Consigne
Pouvez-vous poursuivre le texte sur l'action prophétique et la loi à partir de sa dernière phrase ?

Extrait de page
——
Le prophète s’élève contre l’idolâtrie ou contre l’infidélité des hommes. Il dénonce un mal. Son action s’incarne dans un lieu et dans un temps et son message est adapté à ce contexte particulier. Pour comprendre la nature de l’action prophétique de l’objecteur d’aujourd’hui, il faut comprendre dans quel contexte il s’insère.
Quel contexte ?
Notre contexte est celui de la postmodernité tardive mais pour bien le saisir il faut avoir en tête qu’il est le fruit d’une longue histoire de ruptures sur lesquelles il est important de revenir.
Dans la société pré moderne prévaut la conception classique de la loi qui est pour reprendre la définition de saint Thomas « Ordonnance de raison en vue du bien commun ». Le lien entre loi, raison et nature est ici évident et ne pose aucune difficulté. La question de l’objection ne se pose pas dans les termes actuels puisque la loi est finalement un ordonnancement de la raison, davantage qu’un acte de volonté du législateur. Par ailleurs, le champ d’exercice de la loi était alors beaucoup plus étroit. Mais cette union intime entre loi, raison et nature va progressivement se briser avec le long processus de dissolution de l’unité sociale qui s’opère tout au long de la modernité. La fin de l’unité religieuse constitue à coup sûr une première rupture importante. Le passage à l’absolutisme, la montée en puissance de la bourgeoisie et la recomposition nécessaire du rôle de la noblesse poussent à réfléchir sur la nature du politique. Les contractualistes réfléchissent à une forme d’association qui tout en préservant la liberté de l’individu permette de sauvegarder l’unité sociale. Promouvoir la liberté individuelle tout en sauvegardant l’unité sociale revient à jouer à l’apprenti sorcier. Rousseau est certainement celui qui a incarné le plus parfaitement cette schizophrénie. Chez lui elle a d’ailleurs abouti à deux modèles complètement antinomiques : d’une part celui des considérations sur le gouvernement en Pologne où l’individu disparaît pour se fondre dans le citoyen et d’autre part celui de l’Emile. Dans les deux cas, soit l’individu abdique au profit du collectif (le modèle de Sparte), soit le collectif disparaît et ne subsiste plus que l’errance individuelle (l’anarchie). Le seul moyen de résoudre cette tension serait d’avoir une société de saints où tous spontanément s’orienteraient vers le bien commun.
——
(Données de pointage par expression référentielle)
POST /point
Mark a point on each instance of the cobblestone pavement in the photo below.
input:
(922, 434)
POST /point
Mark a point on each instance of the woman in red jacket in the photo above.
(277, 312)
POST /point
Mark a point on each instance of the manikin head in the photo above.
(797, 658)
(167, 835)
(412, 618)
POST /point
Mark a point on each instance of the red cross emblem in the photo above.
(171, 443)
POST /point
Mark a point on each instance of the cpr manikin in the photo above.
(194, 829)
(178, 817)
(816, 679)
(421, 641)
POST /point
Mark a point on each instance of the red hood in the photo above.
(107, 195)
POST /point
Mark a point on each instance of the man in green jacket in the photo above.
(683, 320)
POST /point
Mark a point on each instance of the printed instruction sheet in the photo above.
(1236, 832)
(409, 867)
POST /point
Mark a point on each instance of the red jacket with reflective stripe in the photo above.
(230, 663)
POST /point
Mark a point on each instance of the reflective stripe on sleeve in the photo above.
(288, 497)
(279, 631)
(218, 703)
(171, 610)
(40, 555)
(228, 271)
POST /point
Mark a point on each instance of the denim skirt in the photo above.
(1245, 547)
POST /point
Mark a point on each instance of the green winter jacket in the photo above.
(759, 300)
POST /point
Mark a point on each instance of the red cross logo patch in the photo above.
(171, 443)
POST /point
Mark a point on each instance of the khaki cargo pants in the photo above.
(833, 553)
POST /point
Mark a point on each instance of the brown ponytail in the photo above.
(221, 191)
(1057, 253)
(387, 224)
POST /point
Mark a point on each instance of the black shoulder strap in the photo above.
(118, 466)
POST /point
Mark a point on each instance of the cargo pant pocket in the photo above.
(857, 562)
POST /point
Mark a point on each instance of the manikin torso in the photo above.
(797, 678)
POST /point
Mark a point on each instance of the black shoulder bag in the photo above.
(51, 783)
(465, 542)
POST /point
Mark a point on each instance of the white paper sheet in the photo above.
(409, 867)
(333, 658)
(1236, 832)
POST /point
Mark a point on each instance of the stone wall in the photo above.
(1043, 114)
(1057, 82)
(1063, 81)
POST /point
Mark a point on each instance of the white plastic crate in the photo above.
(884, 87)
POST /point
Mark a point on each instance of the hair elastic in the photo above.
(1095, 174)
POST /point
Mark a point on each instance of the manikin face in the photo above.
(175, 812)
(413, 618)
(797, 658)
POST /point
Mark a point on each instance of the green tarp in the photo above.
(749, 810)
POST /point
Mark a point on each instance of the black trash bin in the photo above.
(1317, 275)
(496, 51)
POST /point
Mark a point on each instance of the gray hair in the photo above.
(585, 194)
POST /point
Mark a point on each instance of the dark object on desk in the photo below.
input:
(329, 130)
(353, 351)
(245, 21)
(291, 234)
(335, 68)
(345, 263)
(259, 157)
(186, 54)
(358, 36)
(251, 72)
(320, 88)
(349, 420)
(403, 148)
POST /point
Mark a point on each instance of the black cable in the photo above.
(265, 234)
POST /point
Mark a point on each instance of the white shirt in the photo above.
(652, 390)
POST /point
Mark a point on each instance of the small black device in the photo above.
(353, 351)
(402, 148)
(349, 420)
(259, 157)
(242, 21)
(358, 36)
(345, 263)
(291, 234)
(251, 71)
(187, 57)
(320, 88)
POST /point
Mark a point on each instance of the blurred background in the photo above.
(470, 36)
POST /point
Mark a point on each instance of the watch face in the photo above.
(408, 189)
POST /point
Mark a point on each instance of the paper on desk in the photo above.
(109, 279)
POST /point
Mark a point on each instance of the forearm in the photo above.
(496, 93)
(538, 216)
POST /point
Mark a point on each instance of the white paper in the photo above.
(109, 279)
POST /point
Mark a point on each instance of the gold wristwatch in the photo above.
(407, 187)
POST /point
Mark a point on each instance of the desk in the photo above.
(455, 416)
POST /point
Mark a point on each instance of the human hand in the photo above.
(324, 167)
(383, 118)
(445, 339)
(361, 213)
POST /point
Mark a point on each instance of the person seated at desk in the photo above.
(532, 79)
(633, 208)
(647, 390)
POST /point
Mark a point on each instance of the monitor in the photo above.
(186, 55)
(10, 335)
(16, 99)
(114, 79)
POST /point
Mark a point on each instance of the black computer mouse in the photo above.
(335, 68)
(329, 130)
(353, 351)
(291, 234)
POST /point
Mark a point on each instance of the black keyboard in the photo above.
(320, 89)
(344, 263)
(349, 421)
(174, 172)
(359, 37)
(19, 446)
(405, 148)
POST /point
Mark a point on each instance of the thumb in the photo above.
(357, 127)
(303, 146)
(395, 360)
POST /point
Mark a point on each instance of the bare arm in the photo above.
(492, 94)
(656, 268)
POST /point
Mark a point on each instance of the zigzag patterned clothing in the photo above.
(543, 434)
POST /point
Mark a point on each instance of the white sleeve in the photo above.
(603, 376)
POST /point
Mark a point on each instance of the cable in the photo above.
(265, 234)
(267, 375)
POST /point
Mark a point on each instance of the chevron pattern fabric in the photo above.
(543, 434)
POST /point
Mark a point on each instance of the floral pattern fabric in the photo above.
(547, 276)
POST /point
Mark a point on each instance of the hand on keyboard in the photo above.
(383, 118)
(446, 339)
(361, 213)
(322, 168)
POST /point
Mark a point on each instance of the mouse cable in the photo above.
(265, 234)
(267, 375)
——
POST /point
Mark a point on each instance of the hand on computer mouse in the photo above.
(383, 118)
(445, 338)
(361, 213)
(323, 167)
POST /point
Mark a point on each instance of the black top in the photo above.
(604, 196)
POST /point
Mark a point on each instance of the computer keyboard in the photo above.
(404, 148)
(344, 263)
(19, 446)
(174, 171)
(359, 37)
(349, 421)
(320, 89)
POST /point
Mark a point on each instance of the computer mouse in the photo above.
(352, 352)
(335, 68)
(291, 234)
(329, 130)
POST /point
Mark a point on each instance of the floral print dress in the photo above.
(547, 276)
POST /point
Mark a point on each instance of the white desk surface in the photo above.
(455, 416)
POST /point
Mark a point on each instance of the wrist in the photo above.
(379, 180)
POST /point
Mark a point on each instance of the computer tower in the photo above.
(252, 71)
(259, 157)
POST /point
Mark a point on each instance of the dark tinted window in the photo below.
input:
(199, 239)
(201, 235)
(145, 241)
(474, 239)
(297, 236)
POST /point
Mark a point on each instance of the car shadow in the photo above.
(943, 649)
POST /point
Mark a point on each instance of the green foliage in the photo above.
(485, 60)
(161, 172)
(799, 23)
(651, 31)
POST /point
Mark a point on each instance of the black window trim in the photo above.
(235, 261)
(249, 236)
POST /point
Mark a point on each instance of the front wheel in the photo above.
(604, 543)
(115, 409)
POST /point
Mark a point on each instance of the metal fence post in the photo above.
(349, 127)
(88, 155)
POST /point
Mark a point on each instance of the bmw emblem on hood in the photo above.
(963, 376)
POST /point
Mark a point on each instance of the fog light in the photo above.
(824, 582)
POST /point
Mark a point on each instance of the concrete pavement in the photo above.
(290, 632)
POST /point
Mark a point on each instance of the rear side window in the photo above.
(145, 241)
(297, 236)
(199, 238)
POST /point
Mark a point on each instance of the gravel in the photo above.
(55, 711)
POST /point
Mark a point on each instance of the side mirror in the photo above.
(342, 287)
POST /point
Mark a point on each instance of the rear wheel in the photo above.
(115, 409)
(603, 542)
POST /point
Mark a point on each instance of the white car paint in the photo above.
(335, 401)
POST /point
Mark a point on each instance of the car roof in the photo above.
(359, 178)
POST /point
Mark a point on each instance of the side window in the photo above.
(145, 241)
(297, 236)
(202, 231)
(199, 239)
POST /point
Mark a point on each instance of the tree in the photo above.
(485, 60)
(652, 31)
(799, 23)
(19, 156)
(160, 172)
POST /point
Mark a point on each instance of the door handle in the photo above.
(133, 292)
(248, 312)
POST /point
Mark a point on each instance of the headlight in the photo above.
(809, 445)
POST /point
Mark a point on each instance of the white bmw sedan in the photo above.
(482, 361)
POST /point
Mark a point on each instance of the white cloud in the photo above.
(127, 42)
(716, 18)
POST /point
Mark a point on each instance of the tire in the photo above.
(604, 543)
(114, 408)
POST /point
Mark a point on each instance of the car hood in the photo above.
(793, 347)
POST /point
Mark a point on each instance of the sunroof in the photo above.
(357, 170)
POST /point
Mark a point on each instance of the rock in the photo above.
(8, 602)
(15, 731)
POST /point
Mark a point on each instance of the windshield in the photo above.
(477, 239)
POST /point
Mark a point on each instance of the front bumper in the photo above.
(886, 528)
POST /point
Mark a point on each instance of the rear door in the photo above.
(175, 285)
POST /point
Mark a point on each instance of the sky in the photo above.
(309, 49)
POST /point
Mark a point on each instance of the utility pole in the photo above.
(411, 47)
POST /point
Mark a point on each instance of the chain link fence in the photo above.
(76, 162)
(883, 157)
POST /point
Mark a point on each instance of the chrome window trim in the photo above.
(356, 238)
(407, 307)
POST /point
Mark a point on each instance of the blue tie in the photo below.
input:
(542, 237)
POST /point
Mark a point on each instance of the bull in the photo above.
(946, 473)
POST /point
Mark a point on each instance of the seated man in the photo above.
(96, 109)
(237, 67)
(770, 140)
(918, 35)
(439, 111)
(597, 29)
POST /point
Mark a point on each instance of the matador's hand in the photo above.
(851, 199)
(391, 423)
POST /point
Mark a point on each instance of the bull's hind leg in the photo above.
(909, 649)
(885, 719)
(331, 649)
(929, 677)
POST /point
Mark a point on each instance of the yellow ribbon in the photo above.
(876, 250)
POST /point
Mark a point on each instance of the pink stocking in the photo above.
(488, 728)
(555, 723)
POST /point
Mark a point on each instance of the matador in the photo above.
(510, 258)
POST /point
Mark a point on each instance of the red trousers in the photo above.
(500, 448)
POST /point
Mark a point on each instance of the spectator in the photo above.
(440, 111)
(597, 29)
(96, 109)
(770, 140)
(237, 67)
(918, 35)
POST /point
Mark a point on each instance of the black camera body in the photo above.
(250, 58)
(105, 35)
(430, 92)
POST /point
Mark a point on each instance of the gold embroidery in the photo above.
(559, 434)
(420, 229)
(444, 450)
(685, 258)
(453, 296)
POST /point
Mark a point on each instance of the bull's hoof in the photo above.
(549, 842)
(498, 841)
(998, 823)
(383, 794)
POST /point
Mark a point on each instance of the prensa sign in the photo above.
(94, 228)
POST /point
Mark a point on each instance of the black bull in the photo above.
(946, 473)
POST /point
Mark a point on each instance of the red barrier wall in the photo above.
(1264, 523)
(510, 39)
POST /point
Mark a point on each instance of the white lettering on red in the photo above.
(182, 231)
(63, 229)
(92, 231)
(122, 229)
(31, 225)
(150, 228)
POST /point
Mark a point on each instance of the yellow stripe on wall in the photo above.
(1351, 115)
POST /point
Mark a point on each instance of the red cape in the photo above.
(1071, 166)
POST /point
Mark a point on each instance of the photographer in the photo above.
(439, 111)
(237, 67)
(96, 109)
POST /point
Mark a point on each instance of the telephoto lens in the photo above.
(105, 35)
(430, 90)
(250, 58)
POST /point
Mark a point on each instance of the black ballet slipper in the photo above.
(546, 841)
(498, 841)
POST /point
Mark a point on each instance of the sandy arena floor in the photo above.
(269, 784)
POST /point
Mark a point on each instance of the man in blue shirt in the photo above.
——
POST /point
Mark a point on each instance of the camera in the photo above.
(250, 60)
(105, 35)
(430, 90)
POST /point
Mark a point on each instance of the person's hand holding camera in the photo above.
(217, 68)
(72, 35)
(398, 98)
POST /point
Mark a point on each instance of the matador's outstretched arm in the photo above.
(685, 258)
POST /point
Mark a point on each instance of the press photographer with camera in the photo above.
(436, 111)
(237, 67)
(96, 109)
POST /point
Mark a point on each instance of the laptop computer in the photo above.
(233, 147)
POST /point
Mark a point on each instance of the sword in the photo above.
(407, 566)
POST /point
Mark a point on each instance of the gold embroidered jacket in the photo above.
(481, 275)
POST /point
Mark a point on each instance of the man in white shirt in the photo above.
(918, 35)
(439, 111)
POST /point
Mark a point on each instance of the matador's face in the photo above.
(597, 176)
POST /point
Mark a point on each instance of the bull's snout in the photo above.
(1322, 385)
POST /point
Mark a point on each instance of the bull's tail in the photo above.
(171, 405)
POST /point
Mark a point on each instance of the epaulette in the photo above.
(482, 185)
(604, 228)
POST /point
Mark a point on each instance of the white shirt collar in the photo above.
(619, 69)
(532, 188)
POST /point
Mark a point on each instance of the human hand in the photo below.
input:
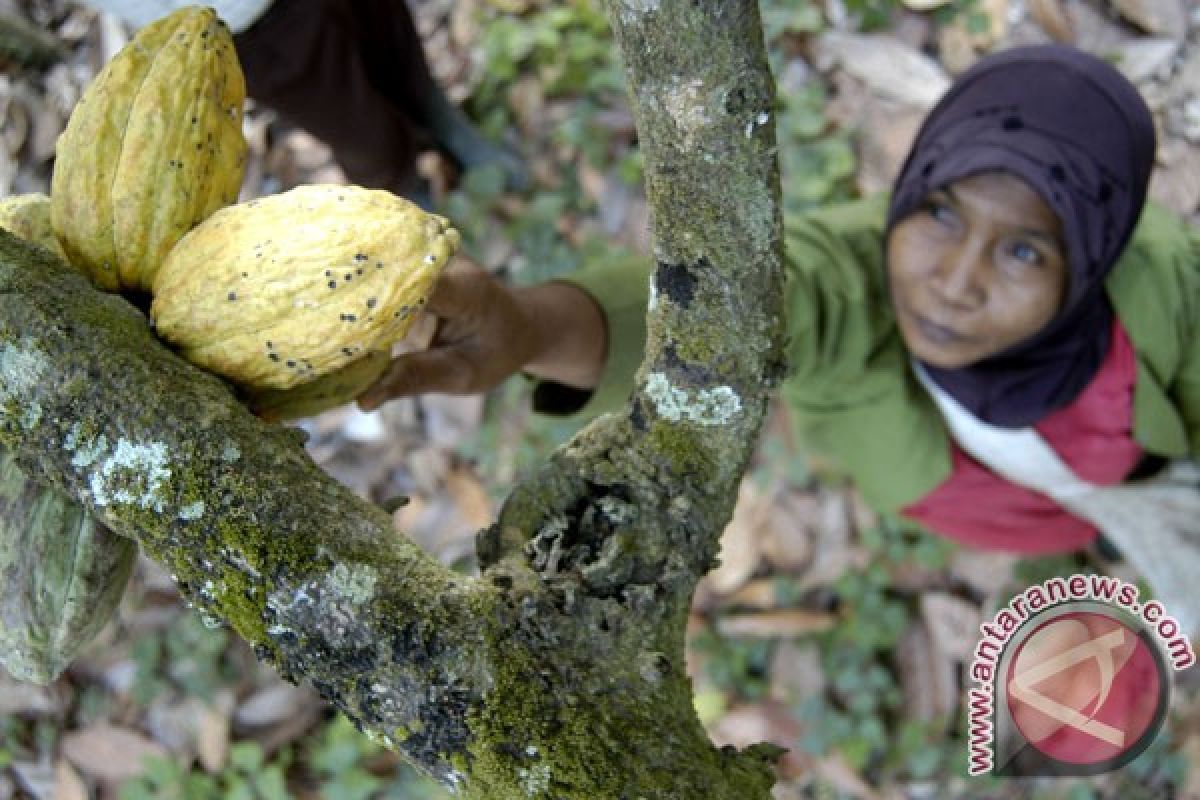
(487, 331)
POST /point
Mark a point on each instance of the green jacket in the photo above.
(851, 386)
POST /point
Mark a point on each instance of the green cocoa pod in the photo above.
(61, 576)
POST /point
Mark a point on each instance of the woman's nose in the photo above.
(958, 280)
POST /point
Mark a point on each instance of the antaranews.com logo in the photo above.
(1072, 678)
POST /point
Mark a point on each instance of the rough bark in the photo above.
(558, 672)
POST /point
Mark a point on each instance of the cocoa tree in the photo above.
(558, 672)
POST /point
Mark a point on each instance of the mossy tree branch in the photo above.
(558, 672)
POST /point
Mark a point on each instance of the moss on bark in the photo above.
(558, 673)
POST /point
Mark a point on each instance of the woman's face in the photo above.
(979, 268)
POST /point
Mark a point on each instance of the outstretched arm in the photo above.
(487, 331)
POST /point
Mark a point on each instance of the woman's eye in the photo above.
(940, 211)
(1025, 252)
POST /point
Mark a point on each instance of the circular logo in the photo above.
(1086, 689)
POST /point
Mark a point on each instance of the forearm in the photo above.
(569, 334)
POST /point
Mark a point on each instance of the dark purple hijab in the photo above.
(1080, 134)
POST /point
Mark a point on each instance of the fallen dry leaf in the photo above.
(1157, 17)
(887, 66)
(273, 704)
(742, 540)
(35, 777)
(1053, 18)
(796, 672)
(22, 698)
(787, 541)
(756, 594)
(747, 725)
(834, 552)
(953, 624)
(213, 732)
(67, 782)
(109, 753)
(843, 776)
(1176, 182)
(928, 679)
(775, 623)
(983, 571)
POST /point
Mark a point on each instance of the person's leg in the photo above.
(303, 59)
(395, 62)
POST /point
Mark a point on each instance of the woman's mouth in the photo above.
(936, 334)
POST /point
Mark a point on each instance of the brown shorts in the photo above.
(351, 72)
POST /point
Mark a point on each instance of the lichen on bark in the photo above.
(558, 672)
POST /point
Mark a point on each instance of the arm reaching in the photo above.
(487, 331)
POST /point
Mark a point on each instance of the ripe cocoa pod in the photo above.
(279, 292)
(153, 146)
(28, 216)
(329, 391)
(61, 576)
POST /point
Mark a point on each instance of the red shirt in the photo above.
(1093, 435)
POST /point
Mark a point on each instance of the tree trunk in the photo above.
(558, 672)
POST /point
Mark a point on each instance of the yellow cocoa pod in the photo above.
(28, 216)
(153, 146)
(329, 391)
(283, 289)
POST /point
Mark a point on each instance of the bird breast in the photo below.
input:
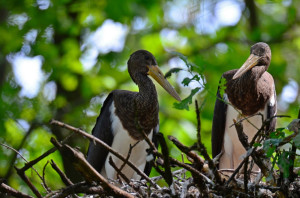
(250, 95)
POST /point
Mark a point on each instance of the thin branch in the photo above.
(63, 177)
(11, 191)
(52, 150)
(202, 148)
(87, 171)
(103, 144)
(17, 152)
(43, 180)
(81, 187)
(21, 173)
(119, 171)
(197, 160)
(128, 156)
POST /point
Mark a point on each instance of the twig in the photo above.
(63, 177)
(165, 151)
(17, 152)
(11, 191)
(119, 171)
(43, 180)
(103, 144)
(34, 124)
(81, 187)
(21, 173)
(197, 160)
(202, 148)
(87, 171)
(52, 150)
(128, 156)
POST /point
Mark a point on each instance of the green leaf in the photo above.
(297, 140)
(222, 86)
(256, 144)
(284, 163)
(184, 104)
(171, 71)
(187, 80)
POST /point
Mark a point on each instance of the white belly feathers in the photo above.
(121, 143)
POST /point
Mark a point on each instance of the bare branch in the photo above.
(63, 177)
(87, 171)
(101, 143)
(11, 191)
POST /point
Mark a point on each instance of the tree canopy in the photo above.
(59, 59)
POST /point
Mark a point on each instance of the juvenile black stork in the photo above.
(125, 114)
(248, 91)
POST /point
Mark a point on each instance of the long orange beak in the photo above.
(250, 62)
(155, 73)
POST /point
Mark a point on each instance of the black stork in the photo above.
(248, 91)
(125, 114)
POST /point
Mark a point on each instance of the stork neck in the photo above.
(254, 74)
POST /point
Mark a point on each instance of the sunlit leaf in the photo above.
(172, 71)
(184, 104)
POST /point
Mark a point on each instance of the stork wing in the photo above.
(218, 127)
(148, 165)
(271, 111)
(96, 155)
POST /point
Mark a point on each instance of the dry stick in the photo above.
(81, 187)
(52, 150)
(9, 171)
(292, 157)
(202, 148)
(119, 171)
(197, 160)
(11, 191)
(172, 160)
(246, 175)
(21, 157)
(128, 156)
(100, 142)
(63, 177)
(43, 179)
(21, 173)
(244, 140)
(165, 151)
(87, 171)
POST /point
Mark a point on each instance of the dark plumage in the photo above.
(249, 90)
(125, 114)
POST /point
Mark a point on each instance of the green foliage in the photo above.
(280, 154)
——
Réponse
Surfant sur ce paradoxe de la modernité politique, la loi oscille donc entre deux rôles différents
- Soit la loi est au service du collectif et elle vise à fondre l’individu dans la religion politique. C’est le cas par exemple dans tous les grands totalitarismes modernes : révolution française, communisme, nazisme. A chaque fois il s’agit de religions séculières qui s’imposent sous couvert de raison et de progrès. La liaison entre liberté individuelle et unité sociale se fait par le biais de ces religions sociales qui forcent l’individu à être libre, et cela même contre son gré. Contre la volonté de tous qui peut errer, il faut donc imposer la volonté générale expression de la raison, telle est l’idée de Rousseau. Là est la racine du totalitarisme : forcer l’homme à devenir « libre », tel est le moyen de réconcilier individu et communauté politique. A chaque fois cette conception de la loi totalisante qui broie l’individu s’est heurté à des individus qui ont refusé de sacrifier sur l’autel de la religion collective : ainsi les prêtres réfractaires pendant la révolution, les dissidents du monde communiste qui ont fait objection individuelle ou collective (on pense à la Charte 77 ou au mouvement Solidarité) ou encore tous ces individus qui ont poussé dans l’Allemagne hitlérienne au sursaut moral.
- Soit la loi est au service de la régulation des errances individuelles. C’est le régime dans lequel nous sommes.
Quel que soient les oscillations entre totalitarisme et libéralisme, le socle commun est constitué par un décrochement de la loi à toute attache rationnelle, soit sous la forme d’une inclusion dans la folie totalitaire soit sous la forme d’un accompagnement de l’anomie relativiste.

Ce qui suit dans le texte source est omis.